__THE PROBLEM__
Can you retype the part of the concert review that opens with the words containing "High Command get" and closes with "in a corner.", keeping every word and mark unchanged?

__EXCERPTED PASSAGE__
____

Live Review : Midnight + Cyclone + High Command @ Rebellion, Manchester on April 16th 2024
Some shows loom large in the memory for many moons to come. Midnight’s inaugural visit to this fair city back in June ‘22 is one such instant. Tales of masked men hanging from support beams and unheard-of reserves of ravaged energy have been passed around the metal fraternity ever since. It has achieved such a legendary status (of course we were there, our review can be found here) that their return to Manchester less than two years later has become something of an event. Rebellion is impressively packed out for a Tuesday, with an audience made up of those who were lucky enough to be in the Academy 3 24 months ago and their mates who have been dragged along to enjoy the spectacle.
High Command get the party started by serving us up a steaming pile of thrash like Mother used to make it. Fresh from a blazing set at last year's Damnation Festival (yes, we were there), they unleash an impressively vigorous response from the audience, especially given that they are first on. Kevin Fitzgerald enters the fray wielding two incredibly lifelike broadswords. It looks like he seems intent on doing some serious damage to the front row, but he then rests them against the backline and proceeds instead to beat the merry hell out of his sturdy chain-link microphone. Sturdy may not actually be the best descriptive noun, as pretty soon he has broken the darn thing, and it spends the rest of the set drooping in a corner.
There is something carnal and organic about High Command’s approach to thrash. In the same way that their stateside compatriots are taking death metal back to basics, they have reawakened what was so blindingly exciting about thrash in the first place. They hurtle through the set at a breakneck speed, dispensing razor-sharp riff after razor-sharp riff. The hordes in front of the stage need very little encouragement to start whirling around in a circular fashion and it is obvious that this retro reimagining of a much-loved genre has absolutely hit the G spot.
The old adage of good things come to those who wait has never been truer than this evening. Flemish old-skool thrash legends Cyclone never got the chance to visit the UK during their first incarnation. However, 40 years on from their inception, here they are ready to prove why their reincarnation has created such waves amongst those who know. Guido Gevels may have the look of a man who should be nursing a pint early doors in a Wetherspoon, but he has a down-to-earth charisma that just smoulders with authenticity. He air guitars along with every track, lost in his own private ecstasy.

____

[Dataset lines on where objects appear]
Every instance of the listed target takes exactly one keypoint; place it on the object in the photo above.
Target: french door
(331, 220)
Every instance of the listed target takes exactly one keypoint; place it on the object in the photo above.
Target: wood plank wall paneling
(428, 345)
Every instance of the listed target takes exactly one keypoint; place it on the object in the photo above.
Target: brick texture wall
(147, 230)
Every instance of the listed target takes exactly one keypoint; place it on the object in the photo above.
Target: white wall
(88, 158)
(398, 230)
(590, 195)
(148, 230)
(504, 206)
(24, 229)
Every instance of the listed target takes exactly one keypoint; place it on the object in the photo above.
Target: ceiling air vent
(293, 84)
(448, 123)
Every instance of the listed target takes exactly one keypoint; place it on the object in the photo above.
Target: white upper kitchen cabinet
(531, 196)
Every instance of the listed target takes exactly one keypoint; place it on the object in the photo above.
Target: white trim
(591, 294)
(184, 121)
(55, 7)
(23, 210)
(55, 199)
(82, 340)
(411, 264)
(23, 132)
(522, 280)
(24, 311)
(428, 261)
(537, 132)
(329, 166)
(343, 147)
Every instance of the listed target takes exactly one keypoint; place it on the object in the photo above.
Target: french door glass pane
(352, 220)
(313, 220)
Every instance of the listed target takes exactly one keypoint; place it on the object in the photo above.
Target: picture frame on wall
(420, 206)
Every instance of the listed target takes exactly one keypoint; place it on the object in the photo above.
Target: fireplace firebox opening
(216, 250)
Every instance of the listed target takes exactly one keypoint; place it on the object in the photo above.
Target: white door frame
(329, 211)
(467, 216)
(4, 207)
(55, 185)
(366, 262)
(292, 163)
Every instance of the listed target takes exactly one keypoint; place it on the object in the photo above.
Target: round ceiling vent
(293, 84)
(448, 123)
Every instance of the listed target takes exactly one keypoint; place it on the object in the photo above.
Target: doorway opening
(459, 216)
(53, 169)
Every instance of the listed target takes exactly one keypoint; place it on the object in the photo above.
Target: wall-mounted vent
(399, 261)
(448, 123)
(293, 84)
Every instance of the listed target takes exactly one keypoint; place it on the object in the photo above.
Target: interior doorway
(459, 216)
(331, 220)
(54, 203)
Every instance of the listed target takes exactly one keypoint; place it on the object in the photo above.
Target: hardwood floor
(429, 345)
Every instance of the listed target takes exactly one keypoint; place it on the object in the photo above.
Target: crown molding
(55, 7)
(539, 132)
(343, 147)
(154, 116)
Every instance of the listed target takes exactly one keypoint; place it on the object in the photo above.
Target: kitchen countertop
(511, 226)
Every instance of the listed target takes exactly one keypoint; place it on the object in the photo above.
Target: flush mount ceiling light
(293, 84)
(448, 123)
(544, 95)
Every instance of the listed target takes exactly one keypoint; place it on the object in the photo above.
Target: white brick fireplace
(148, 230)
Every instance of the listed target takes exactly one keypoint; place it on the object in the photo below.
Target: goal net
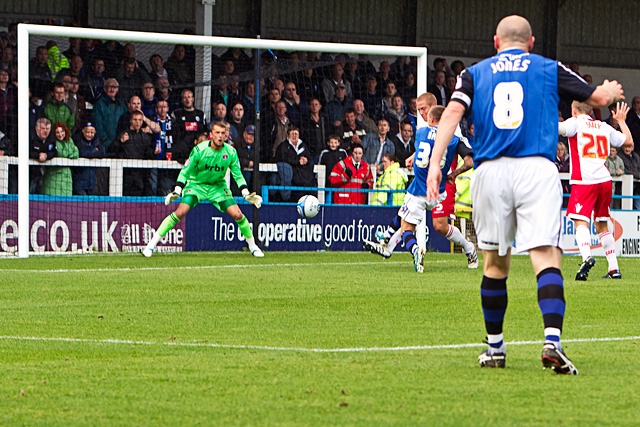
(82, 171)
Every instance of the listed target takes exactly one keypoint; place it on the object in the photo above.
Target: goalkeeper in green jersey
(203, 178)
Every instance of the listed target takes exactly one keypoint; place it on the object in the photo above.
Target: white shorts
(413, 207)
(517, 200)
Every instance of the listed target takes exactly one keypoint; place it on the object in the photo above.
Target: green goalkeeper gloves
(173, 195)
(251, 198)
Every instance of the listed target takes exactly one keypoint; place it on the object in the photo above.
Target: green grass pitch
(303, 339)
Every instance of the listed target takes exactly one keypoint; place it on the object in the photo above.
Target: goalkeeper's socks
(165, 226)
(245, 228)
(394, 240)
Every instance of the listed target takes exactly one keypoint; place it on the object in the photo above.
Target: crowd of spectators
(111, 101)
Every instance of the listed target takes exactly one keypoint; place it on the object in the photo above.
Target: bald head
(427, 98)
(513, 31)
(424, 104)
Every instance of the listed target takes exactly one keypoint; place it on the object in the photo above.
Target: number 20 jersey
(513, 98)
(589, 148)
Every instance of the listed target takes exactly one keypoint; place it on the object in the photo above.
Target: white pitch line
(303, 349)
(208, 267)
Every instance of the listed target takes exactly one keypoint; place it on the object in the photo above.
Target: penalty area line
(300, 349)
(209, 267)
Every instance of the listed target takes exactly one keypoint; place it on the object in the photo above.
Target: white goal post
(24, 49)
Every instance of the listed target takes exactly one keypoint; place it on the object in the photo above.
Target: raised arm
(620, 115)
(446, 128)
(605, 94)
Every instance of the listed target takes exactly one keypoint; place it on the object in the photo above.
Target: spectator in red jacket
(351, 173)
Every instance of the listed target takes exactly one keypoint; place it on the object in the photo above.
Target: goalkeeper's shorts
(218, 196)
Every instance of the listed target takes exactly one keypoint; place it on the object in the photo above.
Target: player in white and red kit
(589, 143)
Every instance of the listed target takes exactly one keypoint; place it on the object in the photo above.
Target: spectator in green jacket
(56, 110)
(393, 178)
(107, 111)
(57, 180)
(56, 61)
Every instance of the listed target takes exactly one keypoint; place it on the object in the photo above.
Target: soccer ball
(308, 206)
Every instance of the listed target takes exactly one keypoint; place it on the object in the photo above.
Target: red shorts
(446, 209)
(590, 198)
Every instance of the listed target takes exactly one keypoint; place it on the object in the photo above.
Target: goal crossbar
(26, 30)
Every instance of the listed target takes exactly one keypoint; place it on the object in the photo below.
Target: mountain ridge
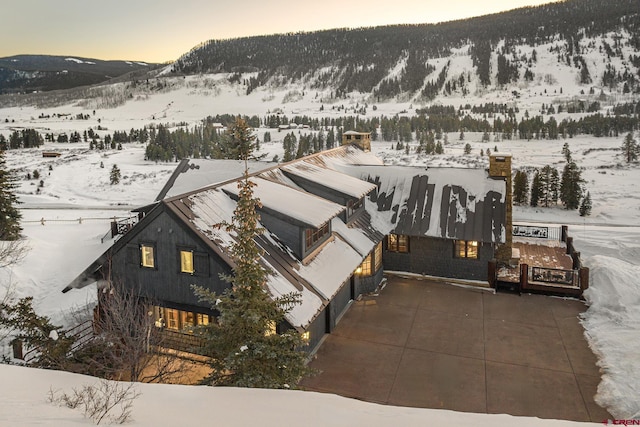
(33, 73)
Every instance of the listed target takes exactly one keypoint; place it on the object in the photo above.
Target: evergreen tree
(630, 148)
(9, 215)
(520, 188)
(22, 323)
(566, 152)
(245, 347)
(570, 186)
(585, 206)
(535, 190)
(548, 181)
(241, 142)
(114, 175)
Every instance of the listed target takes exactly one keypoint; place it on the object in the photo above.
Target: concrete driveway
(428, 344)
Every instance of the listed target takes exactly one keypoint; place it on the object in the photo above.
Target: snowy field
(77, 202)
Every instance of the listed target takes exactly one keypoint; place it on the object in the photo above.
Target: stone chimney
(500, 167)
(361, 139)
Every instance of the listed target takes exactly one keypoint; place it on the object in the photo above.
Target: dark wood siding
(435, 257)
(165, 283)
(316, 330)
(338, 304)
(366, 284)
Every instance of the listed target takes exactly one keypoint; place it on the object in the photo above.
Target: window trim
(151, 246)
(398, 243)
(181, 260)
(313, 236)
(377, 257)
(466, 249)
(182, 320)
(354, 206)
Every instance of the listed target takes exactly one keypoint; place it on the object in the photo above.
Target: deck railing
(538, 232)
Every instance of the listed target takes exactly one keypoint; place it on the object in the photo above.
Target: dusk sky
(162, 30)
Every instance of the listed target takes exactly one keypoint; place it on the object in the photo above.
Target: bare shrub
(105, 400)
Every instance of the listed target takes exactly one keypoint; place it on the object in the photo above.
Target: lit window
(398, 243)
(146, 252)
(188, 319)
(172, 318)
(365, 267)
(466, 249)
(353, 206)
(178, 319)
(203, 319)
(271, 329)
(314, 235)
(186, 262)
(377, 257)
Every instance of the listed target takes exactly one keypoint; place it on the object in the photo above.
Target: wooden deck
(537, 253)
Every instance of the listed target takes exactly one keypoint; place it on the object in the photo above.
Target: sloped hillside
(407, 60)
(29, 73)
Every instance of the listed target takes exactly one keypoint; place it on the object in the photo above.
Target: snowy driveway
(427, 344)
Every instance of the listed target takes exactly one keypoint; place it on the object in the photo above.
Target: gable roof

____

__SOLUTION__
High Command get the party started by serving us up a steaming pile of thrash like Mother used to make it. Fresh from a blazing set at last year's Damnation Festival (yes, we were there), they unleash an impressively vigorous response from the audience, especially given that they are first on. Kevin Fitzgerald enters the fray wielding two incredibly lifelike broadswords. It looks like he seems intent on doing some serious damage to the front row, but he then rests them against the backline and proceeds instead to beat the merry hell out of his sturdy chain-link microphone. Sturdy may not actually be the best descriptive noun, as pretty soon he has broken the darn thing, and it spends the rest of the set drooping in a corner.